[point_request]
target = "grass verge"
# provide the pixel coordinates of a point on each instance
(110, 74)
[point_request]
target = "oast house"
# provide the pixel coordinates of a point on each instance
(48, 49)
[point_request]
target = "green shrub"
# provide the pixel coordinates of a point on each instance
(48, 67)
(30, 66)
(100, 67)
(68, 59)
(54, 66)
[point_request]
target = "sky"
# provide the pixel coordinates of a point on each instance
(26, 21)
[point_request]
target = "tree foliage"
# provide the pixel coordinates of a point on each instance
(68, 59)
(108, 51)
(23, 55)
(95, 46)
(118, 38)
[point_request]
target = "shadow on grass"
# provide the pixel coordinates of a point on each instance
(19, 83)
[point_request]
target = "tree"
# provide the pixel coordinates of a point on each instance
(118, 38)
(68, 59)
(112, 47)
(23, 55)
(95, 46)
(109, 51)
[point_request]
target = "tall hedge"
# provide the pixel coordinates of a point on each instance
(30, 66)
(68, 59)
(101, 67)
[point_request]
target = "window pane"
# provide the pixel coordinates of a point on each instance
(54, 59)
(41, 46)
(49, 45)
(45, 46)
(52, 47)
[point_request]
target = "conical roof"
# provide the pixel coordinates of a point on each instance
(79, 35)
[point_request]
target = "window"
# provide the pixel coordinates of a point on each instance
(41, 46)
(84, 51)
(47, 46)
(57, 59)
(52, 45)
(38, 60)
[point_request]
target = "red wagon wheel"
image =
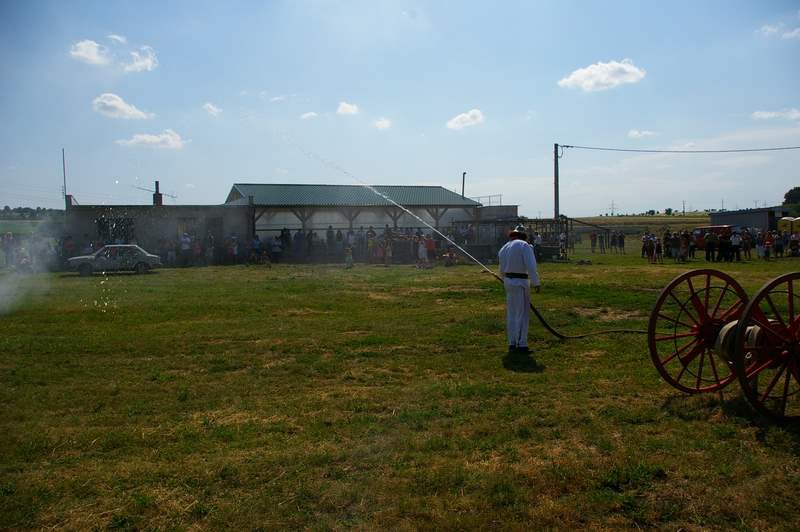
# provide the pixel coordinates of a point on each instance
(768, 348)
(685, 325)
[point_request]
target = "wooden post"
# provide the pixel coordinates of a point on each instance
(555, 180)
(395, 214)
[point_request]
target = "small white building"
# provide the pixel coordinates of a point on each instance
(291, 206)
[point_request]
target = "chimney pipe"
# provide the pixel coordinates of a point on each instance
(158, 199)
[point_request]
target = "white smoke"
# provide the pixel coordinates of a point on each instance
(18, 288)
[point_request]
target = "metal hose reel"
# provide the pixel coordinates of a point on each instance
(704, 333)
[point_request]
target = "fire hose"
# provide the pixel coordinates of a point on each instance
(562, 336)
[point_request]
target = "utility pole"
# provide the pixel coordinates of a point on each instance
(555, 180)
(64, 174)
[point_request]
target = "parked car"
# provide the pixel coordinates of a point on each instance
(115, 258)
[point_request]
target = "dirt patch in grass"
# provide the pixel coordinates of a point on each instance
(439, 290)
(607, 314)
(306, 312)
(381, 297)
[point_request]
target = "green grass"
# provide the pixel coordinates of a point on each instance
(19, 227)
(319, 397)
(655, 224)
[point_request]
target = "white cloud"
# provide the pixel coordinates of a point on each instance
(785, 114)
(90, 52)
(794, 34)
(382, 123)
(603, 76)
(347, 109)
(168, 139)
(768, 30)
(113, 106)
(640, 133)
(470, 118)
(211, 109)
(144, 60)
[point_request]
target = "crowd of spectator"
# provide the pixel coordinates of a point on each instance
(368, 245)
(682, 246)
(607, 242)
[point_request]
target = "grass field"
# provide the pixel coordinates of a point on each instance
(19, 227)
(251, 398)
(656, 224)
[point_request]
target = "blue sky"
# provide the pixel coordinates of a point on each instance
(204, 94)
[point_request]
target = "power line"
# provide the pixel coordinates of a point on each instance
(781, 148)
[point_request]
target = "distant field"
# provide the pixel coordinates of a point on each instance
(317, 397)
(657, 224)
(19, 226)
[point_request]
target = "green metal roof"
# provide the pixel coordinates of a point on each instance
(286, 195)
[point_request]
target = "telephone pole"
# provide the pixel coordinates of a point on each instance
(64, 174)
(555, 181)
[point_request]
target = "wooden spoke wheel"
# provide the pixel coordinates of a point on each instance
(685, 326)
(767, 348)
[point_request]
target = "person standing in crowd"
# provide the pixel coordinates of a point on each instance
(387, 251)
(537, 245)
(276, 249)
(298, 244)
(658, 249)
(422, 252)
(310, 236)
(711, 245)
(760, 245)
(430, 247)
(778, 244)
(186, 249)
(339, 244)
(724, 251)
(747, 244)
(519, 272)
(769, 244)
(736, 246)
(348, 257)
(371, 240)
(8, 249)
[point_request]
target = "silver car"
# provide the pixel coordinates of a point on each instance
(115, 258)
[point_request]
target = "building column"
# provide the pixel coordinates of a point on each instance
(304, 215)
(351, 213)
(395, 214)
(437, 213)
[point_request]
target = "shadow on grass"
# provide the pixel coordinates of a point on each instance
(521, 363)
(783, 435)
(76, 275)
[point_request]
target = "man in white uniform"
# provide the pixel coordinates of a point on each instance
(518, 269)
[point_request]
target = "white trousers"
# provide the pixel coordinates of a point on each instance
(518, 308)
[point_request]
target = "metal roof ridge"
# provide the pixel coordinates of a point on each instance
(335, 185)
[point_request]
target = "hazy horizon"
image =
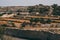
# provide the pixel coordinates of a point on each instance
(28, 2)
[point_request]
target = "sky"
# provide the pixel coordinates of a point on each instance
(27, 2)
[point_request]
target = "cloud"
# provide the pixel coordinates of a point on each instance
(27, 2)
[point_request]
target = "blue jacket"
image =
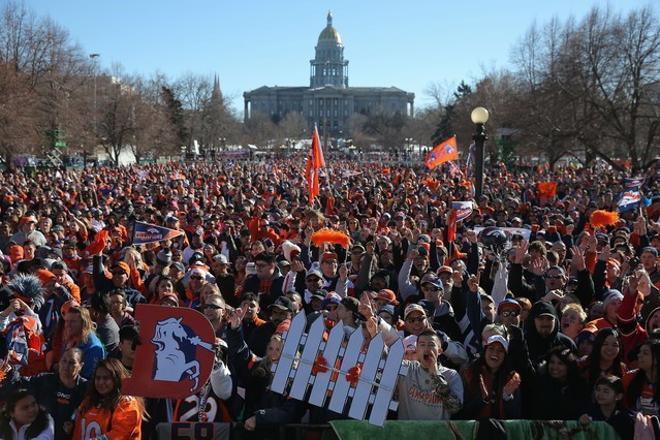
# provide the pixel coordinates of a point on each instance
(93, 352)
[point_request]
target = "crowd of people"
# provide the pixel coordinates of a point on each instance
(558, 320)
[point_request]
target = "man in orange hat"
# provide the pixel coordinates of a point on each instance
(28, 232)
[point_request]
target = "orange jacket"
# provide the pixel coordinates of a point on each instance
(123, 423)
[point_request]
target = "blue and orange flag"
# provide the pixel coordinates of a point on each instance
(441, 153)
(315, 162)
(147, 233)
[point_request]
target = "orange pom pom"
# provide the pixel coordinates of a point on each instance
(327, 235)
(602, 218)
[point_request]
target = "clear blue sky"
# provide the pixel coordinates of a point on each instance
(408, 44)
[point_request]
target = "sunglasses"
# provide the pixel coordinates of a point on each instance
(414, 320)
(211, 306)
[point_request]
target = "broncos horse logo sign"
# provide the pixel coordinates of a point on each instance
(176, 355)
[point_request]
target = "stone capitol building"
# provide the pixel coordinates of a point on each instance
(328, 102)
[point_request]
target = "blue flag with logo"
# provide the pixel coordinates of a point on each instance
(148, 233)
(632, 198)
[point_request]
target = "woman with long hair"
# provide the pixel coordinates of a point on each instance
(491, 386)
(23, 418)
(105, 411)
(262, 407)
(79, 332)
(643, 384)
(559, 391)
(605, 358)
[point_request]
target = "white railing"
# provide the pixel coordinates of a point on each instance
(370, 391)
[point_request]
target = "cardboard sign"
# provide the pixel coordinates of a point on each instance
(368, 377)
(176, 353)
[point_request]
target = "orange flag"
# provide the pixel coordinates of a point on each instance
(441, 153)
(315, 162)
(451, 225)
(546, 189)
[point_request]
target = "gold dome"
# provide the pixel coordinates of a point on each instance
(330, 33)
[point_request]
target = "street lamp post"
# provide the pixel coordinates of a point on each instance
(479, 117)
(94, 58)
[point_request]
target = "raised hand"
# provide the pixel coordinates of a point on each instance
(578, 259)
(473, 282)
(236, 318)
(343, 272)
(605, 254)
(539, 266)
(521, 252)
(512, 385)
(365, 308)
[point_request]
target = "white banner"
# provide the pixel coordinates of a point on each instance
(510, 232)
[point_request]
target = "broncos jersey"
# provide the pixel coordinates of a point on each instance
(124, 422)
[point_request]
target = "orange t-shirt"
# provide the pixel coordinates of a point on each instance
(123, 423)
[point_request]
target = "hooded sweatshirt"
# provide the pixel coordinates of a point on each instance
(537, 345)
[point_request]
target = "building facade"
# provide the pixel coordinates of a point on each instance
(328, 102)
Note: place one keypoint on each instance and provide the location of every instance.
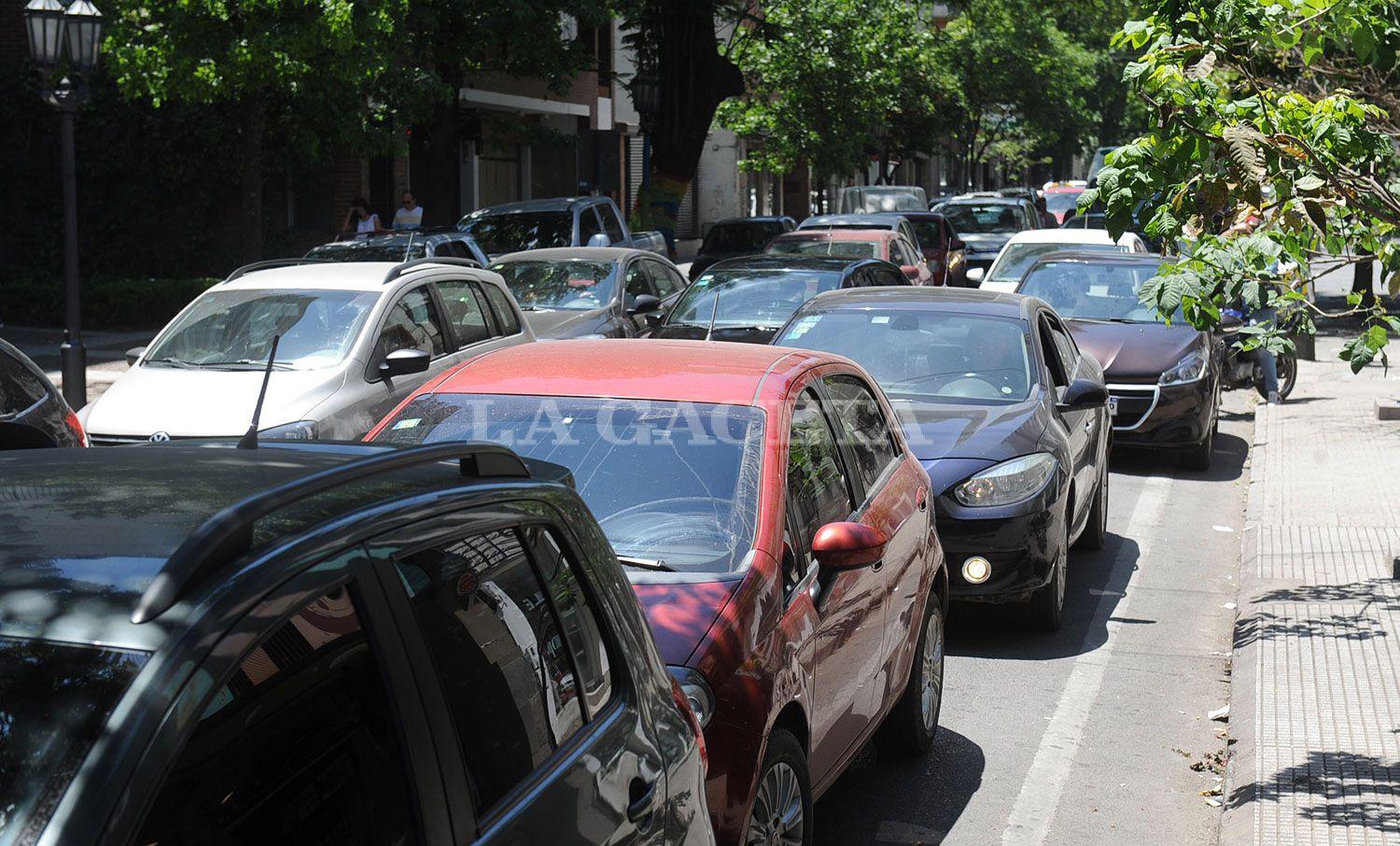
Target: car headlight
(1187, 370)
(697, 692)
(1007, 482)
(301, 430)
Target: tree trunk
(249, 215)
(694, 78)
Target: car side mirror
(405, 361)
(847, 545)
(1084, 394)
(644, 304)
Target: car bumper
(1169, 417)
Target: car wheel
(912, 723)
(1046, 608)
(781, 809)
(1097, 529)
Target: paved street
(1086, 736)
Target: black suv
(327, 643)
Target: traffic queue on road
(567, 546)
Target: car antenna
(249, 440)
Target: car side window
(299, 747)
(465, 313)
(501, 308)
(817, 485)
(498, 652)
(864, 428)
(413, 322)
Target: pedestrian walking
(360, 221)
(409, 215)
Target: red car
(773, 524)
(856, 244)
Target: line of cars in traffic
(596, 587)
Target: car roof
(91, 529)
(707, 372)
(944, 299)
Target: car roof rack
(450, 261)
(229, 534)
(271, 263)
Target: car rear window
(53, 700)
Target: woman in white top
(360, 221)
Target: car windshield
(924, 355)
(840, 248)
(980, 218)
(672, 485)
(1016, 258)
(573, 285)
(750, 297)
(378, 249)
(55, 699)
(741, 237)
(234, 330)
(1091, 291)
(497, 234)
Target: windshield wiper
(647, 563)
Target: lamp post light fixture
(73, 33)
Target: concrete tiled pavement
(1315, 699)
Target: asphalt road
(1085, 736)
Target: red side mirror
(847, 545)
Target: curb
(1238, 824)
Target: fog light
(976, 569)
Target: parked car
(402, 247)
(33, 412)
(773, 526)
(941, 247)
(856, 244)
(738, 237)
(1024, 248)
(210, 644)
(748, 299)
(986, 223)
(1164, 380)
(355, 339)
(591, 291)
(1004, 412)
(864, 199)
(559, 221)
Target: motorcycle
(1240, 370)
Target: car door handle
(643, 796)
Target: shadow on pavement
(876, 800)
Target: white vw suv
(355, 341)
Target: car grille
(1136, 402)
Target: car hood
(680, 613)
(206, 402)
(566, 322)
(1134, 352)
(739, 333)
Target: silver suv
(355, 339)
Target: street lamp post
(73, 31)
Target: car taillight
(679, 698)
(72, 422)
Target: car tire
(1044, 613)
(910, 726)
(784, 787)
(1097, 529)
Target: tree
(1284, 109)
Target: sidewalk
(1315, 694)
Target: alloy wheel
(777, 810)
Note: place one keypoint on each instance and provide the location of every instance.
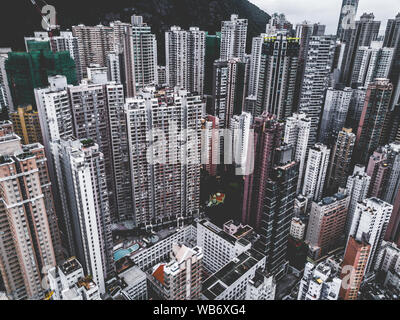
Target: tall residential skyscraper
(366, 30)
(6, 102)
(144, 53)
(228, 90)
(81, 178)
(315, 174)
(316, 80)
(119, 151)
(63, 42)
(355, 108)
(181, 277)
(89, 107)
(267, 137)
(55, 117)
(370, 63)
(25, 239)
(340, 161)
(26, 124)
(27, 71)
(166, 175)
(277, 71)
(184, 52)
(304, 31)
(233, 38)
(278, 210)
(384, 170)
(326, 225)
(373, 128)
(123, 44)
(357, 190)
(356, 256)
(213, 48)
(297, 133)
(392, 40)
(94, 43)
(336, 106)
(370, 222)
(348, 13)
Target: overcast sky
(327, 11)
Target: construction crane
(50, 27)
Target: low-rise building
(230, 282)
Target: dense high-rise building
(355, 261)
(228, 90)
(370, 63)
(89, 108)
(6, 102)
(373, 128)
(26, 241)
(355, 108)
(123, 44)
(233, 38)
(166, 176)
(318, 65)
(357, 190)
(26, 124)
(93, 44)
(185, 53)
(384, 170)
(56, 123)
(315, 173)
(274, 73)
(304, 32)
(213, 48)
(81, 178)
(297, 133)
(365, 31)
(233, 284)
(370, 222)
(144, 53)
(340, 161)
(119, 150)
(181, 277)
(319, 282)
(336, 106)
(63, 42)
(348, 12)
(278, 210)
(326, 225)
(267, 137)
(27, 71)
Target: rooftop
(70, 266)
(230, 273)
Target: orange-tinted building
(356, 257)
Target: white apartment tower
(297, 133)
(318, 66)
(5, 94)
(357, 190)
(26, 247)
(317, 166)
(123, 44)
(144, 53)
(370, 63)
(184, 53)
(165, 162)
(233, 38)
(370, 222)
(82, 179)
(94, 42)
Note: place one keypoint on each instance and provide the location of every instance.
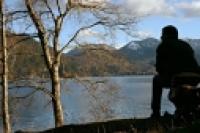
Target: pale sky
(184, 14)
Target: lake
(85, 100)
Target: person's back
(173, 56)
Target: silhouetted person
(173, 56)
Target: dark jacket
(175, 56)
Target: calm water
(86, 100)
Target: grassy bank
(162, 125)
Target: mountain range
(137, 57)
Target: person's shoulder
(183, 42)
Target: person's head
(169, 32)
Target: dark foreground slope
(163, 125)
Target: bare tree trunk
(56, 100)
(6, 117)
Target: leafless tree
(49, 18)
(5, 109)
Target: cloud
(143, 34)
(189, 9)
(150, 7)
(88, 33)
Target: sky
(184, 14)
══════════════════════════════
From the records above, copy each line where the word "crowd" can be found.

◆ ANSWER TO THIS PROBLEM:
target = "crowd of spectator"
target = "person standing in crowd"
target = "crowd of people"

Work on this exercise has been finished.